= TASK OBJECTIVE =
This task calls for printing every entry exactly.

[Stored data entries]
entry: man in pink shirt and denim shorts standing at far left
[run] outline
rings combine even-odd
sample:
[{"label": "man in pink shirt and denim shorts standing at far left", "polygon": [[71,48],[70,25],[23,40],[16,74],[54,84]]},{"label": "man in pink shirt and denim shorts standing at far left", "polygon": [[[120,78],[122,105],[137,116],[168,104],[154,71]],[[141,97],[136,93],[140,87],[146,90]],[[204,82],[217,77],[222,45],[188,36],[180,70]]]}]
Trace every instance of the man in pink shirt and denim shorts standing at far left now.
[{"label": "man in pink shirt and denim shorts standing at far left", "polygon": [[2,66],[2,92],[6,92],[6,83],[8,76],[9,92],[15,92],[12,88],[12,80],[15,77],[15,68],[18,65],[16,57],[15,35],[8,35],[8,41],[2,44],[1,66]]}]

= YOUR SOLUTION =
entry: man in pink shirt and denim shorts standing at far left
[run] outline
rings combine even-odd
sample:
[{"label": "man in pink shirt and denim shorts standing at far left", "polygon": [[71,48],[70,25],[23,40],[16,74],[54,84]]},{"label": "man in pink shirt and denim shorts standing at far left", "polygon": [[[120,78],[122,105],[137,116],[168,104],[154,71]],[[141,97],[136,93],[140,87],[146,90]],[[204,82],[217,77],[222,45],[188,36],[180,70]]]}]
Trace every instance of the man in pink shirt and denim shorts standing at far left now.
[{"label": "man in pink shirt and denim shorts standing at far left", "polygon": [[2,66],[2,92],[6,92],[6,83],[8,76],[9,92],[15,92],[12,88],[12,80],[15,77],[15,68],[18,65],[16,57],[15,35],[8,35],[8,41],[2,44],[1,66]]}]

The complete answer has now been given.